- **Exercise details**: Locate the word "instance" in the data below, then copy every line that holds it.

[Segmentation mask data]
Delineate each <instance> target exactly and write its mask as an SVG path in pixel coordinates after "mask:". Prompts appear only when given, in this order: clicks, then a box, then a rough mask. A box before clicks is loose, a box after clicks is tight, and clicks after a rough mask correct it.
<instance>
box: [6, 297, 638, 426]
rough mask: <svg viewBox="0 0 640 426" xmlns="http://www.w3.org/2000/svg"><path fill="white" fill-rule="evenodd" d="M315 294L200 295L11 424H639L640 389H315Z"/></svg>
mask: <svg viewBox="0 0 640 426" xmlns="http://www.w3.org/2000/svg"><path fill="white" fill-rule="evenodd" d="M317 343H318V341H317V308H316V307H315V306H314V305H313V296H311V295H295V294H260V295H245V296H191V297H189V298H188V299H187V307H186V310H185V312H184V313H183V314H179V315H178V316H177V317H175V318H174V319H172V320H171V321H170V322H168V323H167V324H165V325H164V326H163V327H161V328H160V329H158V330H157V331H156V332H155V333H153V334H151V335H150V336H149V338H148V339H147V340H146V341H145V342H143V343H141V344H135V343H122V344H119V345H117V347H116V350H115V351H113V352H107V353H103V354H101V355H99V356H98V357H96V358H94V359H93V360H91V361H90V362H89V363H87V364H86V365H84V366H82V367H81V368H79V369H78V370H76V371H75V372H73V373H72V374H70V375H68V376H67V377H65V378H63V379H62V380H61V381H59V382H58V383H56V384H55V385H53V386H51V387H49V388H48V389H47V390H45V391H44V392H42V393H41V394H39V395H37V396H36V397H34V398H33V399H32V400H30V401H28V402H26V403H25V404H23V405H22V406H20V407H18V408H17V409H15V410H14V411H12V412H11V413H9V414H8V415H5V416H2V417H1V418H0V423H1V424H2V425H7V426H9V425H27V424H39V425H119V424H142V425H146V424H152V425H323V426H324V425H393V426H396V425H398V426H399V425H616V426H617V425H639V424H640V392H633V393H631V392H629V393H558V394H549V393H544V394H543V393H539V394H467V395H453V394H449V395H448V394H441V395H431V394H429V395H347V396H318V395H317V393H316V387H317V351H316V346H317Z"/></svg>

- **Result of the exercise**:
Delineate each <instance> target exactly and write its mask as an SVG path in pixel coordinates after "mask:". Prompts appear only when given, in this order: clicks, then a box, then a rough mask. A box before clicks is loose, a box after clicks is tight, and clicks after a rough mask correct it.
<instance>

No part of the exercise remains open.